▸ TASK OBJECTIVE: Copy out every line of the data in the stretch from its beginning through the line containing "112,37 -> 331,299". Offset each coordinate in the answers by 72 and keep everything else unchanged.

▸ STORED DATA:

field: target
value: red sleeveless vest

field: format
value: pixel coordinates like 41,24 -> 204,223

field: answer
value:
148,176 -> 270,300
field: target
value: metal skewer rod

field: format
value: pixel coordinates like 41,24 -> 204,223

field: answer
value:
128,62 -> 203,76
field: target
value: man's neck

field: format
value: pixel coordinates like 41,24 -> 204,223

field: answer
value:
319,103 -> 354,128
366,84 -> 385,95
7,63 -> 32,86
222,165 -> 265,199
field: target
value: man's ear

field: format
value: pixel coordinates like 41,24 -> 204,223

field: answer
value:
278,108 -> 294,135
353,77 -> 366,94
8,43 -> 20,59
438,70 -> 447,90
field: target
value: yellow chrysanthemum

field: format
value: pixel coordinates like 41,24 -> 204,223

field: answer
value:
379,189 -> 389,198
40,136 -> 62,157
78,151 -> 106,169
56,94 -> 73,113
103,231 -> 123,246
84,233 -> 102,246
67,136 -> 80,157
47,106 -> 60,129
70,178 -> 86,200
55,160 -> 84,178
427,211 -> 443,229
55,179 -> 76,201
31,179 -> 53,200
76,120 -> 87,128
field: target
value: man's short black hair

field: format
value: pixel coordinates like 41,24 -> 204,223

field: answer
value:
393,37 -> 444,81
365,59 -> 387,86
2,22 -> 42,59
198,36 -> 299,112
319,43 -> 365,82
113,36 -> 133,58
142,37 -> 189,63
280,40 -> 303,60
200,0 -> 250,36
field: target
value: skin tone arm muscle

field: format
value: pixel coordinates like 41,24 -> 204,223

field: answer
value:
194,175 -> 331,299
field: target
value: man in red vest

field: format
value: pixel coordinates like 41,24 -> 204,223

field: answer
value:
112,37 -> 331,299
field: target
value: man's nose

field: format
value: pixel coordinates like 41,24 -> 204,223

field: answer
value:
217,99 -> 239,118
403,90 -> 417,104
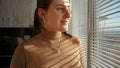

▸ ANSWER:
field: target
value: red sleeveless vest

field: format
value: pixel coordinates like 41,24 -> 204,223

field: answer
value:
220,248 -> 342,372
field: target
value: metal skewer rod

field: format
value: pixel coordinates like 41,24 -> 204,223

field: answer
value:
200,134 -> 275,148
field: target
value: man's neck

field: format
value: pixel coordinates like 41,24 -> 204,223

field: answer
value:
391,175 -> 426,200
438,156 -> 457,167
79,135 -> 104,158
294,237 -> 337,271
field: target
value: man's ear

field: format
value: pixel coordinates like 41,24 -> 204,223

field: answer
value:
350,180 -> 366,207
425,149 -> 438,166
80,115 -> 92,131
510,142 -> 519,162
field: target
value: yellow chrysanthemum

field: format
value: pixel coordinates like 41,24 -> 204,223

field: answer
value:
451,261 -> 461,270
112,208 -> 134,229
150,223 -> 178,241
128,166 -> 145,185
175,303 -> 195,318
156,305 -> 174,318
139,208 -> 152,229
119,178 -> 132,201
142,250 -> 158,272
127,232 -> 156,250
499,283 -> 515,301
127,251 -> 148,273
103,251 -> 125,272
148,192 -> 159,200
field: target
value: man's short black hair

field: format
value: pixel coordinates like 41,24 -> 204,223

field: answer
value:
465,109 -> 516,153
437,131 -> 459,158
74,94 -> 114,131
270,108 -> 371,184
391,115 -> 437,154
185,108 -> 205,130
214,109 -> 261,135
352,112 -> 375,132
272,72 -> 322,108
field: target
value: skin tone arm muscle

field: format
value: pixel coordinates like 41,24 -> 204,223

field: answer
value:
266,247 -> 403,371
field: target
value: man in red vest

field: format
value: pixel coordinates like 41,24 -> 204,223

field: answer
value:
184,109 -> 403,371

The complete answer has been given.